» **Stated problem**
List every line of the records below that contains the word "shoulder", copying each line in full. Case counts.

>> START

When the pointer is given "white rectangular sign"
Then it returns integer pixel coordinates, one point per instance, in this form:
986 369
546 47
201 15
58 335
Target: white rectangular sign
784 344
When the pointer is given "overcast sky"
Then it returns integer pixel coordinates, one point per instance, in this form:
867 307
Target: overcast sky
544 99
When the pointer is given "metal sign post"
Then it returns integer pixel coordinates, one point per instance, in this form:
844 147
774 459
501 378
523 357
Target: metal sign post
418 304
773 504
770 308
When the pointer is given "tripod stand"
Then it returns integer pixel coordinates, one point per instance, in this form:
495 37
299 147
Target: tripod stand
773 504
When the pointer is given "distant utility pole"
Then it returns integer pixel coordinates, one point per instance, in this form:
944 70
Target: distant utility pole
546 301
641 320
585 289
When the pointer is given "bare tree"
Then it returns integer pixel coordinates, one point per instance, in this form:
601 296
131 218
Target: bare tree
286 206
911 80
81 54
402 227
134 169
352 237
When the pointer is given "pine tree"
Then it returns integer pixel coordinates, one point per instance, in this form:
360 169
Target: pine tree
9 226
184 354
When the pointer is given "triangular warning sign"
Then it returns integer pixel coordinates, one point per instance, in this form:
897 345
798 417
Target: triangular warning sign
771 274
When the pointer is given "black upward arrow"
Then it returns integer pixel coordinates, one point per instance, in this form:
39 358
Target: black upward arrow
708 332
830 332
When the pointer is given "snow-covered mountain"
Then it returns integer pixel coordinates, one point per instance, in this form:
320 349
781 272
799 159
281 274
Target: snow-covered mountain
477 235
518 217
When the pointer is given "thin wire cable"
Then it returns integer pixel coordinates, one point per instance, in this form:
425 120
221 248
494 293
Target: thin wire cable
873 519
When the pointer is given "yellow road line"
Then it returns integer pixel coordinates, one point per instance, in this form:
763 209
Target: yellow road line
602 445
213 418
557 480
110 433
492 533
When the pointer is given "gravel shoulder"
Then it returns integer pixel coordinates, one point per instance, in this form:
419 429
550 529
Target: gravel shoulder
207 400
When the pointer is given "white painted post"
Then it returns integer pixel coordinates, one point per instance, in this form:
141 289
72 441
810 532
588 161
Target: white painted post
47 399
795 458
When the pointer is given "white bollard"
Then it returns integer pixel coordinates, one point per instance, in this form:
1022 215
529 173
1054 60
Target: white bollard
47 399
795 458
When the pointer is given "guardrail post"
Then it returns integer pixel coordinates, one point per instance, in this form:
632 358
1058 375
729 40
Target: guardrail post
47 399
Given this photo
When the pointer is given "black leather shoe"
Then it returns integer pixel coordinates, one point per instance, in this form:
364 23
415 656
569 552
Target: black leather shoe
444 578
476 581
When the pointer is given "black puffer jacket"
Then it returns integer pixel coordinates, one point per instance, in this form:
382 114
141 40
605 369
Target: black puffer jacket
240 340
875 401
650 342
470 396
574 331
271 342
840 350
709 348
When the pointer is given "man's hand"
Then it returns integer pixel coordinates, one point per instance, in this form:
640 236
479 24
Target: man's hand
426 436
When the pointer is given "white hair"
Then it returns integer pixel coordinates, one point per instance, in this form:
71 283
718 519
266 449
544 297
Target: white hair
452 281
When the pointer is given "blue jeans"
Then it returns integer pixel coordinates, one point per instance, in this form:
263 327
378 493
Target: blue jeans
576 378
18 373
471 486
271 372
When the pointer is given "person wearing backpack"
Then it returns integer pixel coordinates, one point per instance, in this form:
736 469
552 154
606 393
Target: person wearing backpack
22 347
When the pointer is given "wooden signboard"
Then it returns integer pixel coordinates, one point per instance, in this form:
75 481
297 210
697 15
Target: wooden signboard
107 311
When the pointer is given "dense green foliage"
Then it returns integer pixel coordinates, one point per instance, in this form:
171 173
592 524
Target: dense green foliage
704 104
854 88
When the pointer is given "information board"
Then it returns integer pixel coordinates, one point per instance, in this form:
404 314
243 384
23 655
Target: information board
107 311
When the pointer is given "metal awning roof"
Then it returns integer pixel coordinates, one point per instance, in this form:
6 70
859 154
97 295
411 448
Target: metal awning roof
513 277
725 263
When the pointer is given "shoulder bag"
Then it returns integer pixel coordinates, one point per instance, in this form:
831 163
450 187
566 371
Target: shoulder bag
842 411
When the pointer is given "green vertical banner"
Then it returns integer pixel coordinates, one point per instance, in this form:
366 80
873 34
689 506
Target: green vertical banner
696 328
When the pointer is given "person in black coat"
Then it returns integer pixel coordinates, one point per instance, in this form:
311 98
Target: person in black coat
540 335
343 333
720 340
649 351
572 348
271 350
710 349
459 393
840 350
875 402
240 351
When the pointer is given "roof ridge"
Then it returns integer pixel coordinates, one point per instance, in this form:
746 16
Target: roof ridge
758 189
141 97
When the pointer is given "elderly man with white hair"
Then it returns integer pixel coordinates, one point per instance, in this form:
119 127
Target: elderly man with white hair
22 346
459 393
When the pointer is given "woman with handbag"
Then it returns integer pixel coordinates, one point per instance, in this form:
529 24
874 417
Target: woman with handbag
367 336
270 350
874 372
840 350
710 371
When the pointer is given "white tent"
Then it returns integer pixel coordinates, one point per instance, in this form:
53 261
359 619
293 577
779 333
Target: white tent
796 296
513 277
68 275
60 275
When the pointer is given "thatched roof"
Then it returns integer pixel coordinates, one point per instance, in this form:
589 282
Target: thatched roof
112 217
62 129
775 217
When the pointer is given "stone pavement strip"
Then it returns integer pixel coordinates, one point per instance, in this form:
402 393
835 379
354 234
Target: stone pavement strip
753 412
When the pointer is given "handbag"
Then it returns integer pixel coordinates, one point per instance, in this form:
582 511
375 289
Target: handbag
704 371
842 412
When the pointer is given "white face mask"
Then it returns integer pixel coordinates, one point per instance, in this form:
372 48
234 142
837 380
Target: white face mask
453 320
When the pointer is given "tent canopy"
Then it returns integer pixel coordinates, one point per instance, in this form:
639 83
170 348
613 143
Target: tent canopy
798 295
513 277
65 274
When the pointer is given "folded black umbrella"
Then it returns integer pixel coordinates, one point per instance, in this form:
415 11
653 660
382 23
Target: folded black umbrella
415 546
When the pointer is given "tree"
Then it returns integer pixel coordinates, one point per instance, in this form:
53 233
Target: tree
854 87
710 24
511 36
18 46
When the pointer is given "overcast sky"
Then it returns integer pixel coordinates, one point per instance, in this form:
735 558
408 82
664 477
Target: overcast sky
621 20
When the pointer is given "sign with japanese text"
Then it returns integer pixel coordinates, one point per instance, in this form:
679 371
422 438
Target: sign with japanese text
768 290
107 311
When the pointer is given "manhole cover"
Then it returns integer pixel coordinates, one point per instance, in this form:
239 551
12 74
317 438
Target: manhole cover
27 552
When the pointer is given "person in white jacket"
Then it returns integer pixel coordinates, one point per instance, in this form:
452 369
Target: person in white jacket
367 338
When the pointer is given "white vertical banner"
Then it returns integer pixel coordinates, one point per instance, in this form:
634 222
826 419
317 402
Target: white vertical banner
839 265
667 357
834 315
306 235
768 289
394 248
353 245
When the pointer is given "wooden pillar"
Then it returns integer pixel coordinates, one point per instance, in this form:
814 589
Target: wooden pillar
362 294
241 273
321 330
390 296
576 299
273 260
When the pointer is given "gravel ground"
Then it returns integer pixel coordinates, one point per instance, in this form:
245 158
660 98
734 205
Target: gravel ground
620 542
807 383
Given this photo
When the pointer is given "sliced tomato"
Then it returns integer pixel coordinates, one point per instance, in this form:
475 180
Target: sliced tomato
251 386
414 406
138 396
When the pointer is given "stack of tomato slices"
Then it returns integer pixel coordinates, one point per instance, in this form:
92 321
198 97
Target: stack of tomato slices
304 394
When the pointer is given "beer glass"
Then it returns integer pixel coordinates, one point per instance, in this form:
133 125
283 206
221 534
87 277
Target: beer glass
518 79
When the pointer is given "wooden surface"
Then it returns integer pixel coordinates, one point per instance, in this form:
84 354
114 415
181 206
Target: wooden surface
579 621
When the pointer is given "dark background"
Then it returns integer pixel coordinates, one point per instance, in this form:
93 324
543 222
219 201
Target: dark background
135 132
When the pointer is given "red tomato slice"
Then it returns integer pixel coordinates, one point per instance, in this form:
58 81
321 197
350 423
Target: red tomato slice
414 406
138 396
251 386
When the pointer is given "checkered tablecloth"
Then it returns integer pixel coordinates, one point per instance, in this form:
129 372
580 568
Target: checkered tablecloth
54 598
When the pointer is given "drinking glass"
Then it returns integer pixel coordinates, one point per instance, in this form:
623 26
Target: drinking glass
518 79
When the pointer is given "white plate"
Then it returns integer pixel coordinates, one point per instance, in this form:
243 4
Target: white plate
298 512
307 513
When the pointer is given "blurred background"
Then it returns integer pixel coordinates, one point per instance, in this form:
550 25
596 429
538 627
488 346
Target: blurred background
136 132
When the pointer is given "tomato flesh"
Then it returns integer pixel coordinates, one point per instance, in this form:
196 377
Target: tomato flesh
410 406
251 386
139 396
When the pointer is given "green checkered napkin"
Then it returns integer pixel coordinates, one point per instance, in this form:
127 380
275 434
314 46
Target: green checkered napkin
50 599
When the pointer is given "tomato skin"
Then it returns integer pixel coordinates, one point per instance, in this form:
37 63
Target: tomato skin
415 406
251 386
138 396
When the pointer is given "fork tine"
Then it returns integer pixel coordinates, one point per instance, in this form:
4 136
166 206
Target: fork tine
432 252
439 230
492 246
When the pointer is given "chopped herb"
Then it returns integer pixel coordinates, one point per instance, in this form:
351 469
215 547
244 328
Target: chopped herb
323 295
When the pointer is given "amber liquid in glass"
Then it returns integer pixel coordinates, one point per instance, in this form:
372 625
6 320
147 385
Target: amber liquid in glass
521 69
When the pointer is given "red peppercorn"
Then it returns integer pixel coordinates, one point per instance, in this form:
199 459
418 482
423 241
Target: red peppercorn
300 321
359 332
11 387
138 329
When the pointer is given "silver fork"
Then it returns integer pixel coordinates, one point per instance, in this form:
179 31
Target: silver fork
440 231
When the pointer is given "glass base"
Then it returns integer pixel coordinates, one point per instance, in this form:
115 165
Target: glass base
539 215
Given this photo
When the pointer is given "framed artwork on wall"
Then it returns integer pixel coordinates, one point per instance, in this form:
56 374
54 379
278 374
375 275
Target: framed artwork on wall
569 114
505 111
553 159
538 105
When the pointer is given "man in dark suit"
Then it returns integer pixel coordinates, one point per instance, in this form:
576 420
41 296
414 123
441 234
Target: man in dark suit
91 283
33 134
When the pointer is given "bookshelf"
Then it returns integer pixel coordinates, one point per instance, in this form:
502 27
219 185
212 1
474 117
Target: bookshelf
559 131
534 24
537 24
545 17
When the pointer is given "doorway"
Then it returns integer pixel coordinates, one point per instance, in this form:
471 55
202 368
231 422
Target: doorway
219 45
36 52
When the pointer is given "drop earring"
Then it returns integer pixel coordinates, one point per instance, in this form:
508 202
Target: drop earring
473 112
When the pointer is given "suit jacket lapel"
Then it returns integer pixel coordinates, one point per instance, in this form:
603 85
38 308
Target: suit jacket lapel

>> END

» **Correct result**
When the pointer is given "gravel shoulder"
Target: gravel shoulder
When the pointer is given "shoulder bag"
Target: shoulder bag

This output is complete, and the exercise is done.